## WHAT YOU NEED TO DO
Can you retype the memoir passage word for word, everything from "So I remember" down to "about 8 PM."?

## SUPPLIED TEXT
I did things in reverse. I grew my corporate chops for a dozen years working in and outside New York City working for ADT security systems at their corporate headquarters in the World Trade Center, Management Safeguards, Inc. at 2 Park Avenue (yes supervising undercover investigations that led to prison sentences), starting a greeting card company with my hugely talented roommate at 119 Waverly Place in the Village – that after three years was in thirty stores — as a successful reporter for the Rockland Journal News where I wrote an article that got William E. Vines, the supervisor of Clarkstown, NY indicted for a crooked land deal with the town’s biggest developer; and the more accidental crazed and blissful time we worked – more my roommate Arnie Clapman creating a children’s book on fighting Mr. Tooth Decay in a project with the champ, Muhammad Ali who I met in memorable circumstances at the Four Seasons in DC. there was more but that’s enough. and most of the course work for an MBA at Fordham.

But astrology mentions the “Saturn return” a time when a person feels an undeniable urge to get on with it – to commit to what life was given to them to pursue. Look into life biographies: that period about 29-32 is like a fire alarm saying JUST DO IT. That plus meditating with Sri Chinmoy and reading Rudolf Steiner and six months living at the largest Waldorf community in the country – opened all the stops for change.

If life bores you, risk it.

So I remember sticking my thumb out after Larry left at the top of a downslope on-ramp onto 81 thinking “I’m going to California.” It was February. By evening I thanked a guy who sold sunglasses who dropped me off in Durham NC – reading in a McDonalds till about eleven and, picking a moment no one would see, i moved outside into a dark corner in a wooded area, opened my bag and went to sleep. the pattern henceforth
Slow through South Carolina finally to Atlanta where I walked with my bag over my shoulder to a homeless shelter that I had called before my trip where I hoped to contribute. I washed dishes but in about two days I moved on, took the mass transit subway to the last point on the line – the westernmost stop, got out. It fell to the twenties that night. I learned you needed to burrow all the way under the covers and in the bag and to start trying to sleep at about 8 PM.

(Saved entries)
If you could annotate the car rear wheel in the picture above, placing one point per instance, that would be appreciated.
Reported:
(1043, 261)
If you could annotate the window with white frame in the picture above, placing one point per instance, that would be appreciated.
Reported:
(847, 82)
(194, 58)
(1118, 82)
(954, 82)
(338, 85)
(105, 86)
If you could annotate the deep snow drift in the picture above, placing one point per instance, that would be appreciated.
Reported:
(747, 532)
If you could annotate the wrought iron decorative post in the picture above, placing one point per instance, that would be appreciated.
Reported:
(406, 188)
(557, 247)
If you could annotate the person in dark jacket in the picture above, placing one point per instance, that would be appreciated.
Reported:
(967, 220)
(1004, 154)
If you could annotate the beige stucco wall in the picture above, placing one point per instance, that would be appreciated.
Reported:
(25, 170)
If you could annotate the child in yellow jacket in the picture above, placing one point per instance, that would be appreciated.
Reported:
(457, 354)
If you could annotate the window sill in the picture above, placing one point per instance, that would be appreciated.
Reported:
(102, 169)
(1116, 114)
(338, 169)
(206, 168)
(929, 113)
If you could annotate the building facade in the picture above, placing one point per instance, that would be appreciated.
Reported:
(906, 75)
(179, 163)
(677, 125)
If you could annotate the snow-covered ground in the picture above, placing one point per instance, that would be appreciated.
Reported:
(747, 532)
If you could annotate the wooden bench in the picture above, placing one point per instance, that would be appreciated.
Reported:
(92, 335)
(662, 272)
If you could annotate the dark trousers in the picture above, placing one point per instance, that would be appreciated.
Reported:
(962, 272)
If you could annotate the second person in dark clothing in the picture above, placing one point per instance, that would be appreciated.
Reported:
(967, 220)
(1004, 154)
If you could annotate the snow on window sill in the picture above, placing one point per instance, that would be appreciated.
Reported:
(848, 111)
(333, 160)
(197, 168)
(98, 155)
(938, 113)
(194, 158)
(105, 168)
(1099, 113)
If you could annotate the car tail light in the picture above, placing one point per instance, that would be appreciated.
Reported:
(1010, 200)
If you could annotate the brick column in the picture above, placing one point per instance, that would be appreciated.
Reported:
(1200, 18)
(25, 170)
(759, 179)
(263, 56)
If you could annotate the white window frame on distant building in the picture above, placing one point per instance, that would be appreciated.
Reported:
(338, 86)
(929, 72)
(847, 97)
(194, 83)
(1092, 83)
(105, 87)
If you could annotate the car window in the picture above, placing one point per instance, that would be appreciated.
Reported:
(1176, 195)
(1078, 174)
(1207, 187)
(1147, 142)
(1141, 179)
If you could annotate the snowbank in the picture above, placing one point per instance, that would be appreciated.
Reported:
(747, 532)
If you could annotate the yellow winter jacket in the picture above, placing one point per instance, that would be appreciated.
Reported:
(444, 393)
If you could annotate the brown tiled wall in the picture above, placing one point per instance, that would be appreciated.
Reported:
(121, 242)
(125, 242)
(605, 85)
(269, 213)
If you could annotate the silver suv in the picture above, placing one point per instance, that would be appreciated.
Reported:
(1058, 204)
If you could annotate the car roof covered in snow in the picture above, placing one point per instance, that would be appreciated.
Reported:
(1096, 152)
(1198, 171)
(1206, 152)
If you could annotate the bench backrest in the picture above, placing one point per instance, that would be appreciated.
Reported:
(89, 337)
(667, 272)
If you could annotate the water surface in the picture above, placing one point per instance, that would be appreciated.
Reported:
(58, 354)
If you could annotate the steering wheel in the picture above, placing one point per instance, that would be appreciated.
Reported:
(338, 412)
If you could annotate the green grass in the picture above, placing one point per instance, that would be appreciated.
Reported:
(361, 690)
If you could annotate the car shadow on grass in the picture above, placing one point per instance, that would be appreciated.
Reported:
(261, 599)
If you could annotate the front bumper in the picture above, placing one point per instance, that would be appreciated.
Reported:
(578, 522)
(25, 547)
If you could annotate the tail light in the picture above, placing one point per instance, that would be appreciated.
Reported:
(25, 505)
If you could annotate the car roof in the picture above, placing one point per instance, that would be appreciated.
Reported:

## REPLY TO THE TASK
So I remember sticking my thumb out after Larry left at the top of a downslope on-ramp onto 81 thinking “I’m going to California.” It was February. By evening I thanked a guy who sold sunglasses who dropped me off in Durham NC – reading in a McDonalds till about eleven and, picking a moment no one would see, i moved outside into a dark corner in a wooded area, opened my bag and went to sleep. the pattern henceforth
Slow through South Carolina finally to Atlanta where I walked with my bag over my shoulder to a homeless shelter that I had called before my trip where I hoped to contribute. I washed dishes but in about two days I moved on, took the mass transit subway to the last point on the line – the westernmost stop, got out. It fell to the twenties that night. I learned you needed to burrow all the way under the covers and in the bag and to start trying to sleep at about 8 PM.